Hello,

This has been copied over from a github letsencrypt/acme-spec#242,
ietf-wg-acme/acme#215:

As you seem to be strongly concerned over adding the option to adding the
possibility to do the challange over alternate ports (some of which I are
valid, but all of which can be handled in a secure way, if we are careful -
such as using a DNS record and other solutions to address have been already
stated in here [among the GH issue list] ), I propose to add at least an
alternate hostname for the http challange.

This would enable us to add a specific virtual host, answering to
*.acme.invalid and redirect that to a specific wwhost, which can be used by
the certbot to place the necessary files to complete the challange.

It is currently not possible to add global aliases in nginx for example, so
this way it would be possible to issue certificates without having to
either have certbot modify the nginx config (yes, it's possible to do that
in a zero-downtime way, but it makes my sysadmin inner self scream - my
software reconfiguring files generated by other software...), or have to
add the location redirect to all vhosts, which is not as easy as it sounds
when they get generated by different software components.

If we'd say that the challange has to respond for the Host header of
example.com.acme.invalid OR example.com (the current as fallback) that
would make all our lives easier, while maintaining a) backward
compatibility b) ease of use for the average joe.

Not as easy as with a custom port, but still a lot more easy to automate.

- WHAT THIS EXERCISE ASKS:
**a.** Rewrite the paragraph of the post beginning "It is currently not possible" as a short bulleted list that keeps its main facts.
**b.** Based on the post, answer yes or no to each statement and quote the exact words that decide it: (i) The post was copied from GitHub. (ii) The proposed virtual host would answer to *.acme.invalid. (iii) The writer considers the alternate hostname easier than a custom port.
The data that comes next is separate material from the post.

- COLLECTED MATERIAL:
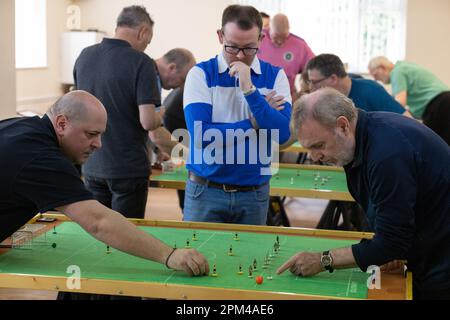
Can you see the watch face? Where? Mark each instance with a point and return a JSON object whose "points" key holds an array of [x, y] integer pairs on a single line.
{"points": [[326, 261]]}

- RESULTS:
**a.**
- Global aliases can't currently be added in nginx, for example.
- The proposal would allow certificates to be issued without certbot modifying the nginx config. That can be done with zero downtime, but the writer objects to software reconfiguring files generated by other software.
- It would also avoid adding the location redirect to every vhost, which is harder than it sounds when different software components generate those vhosts.

**b.**
(i) Yes: "This has been copied over from a github letsencrypt/acme-spec#242,"
(ii) Yes: "answering to *.acme.invalid"
(iii) No: "Not as easy as with a custom port, but still a lot more easy to automate."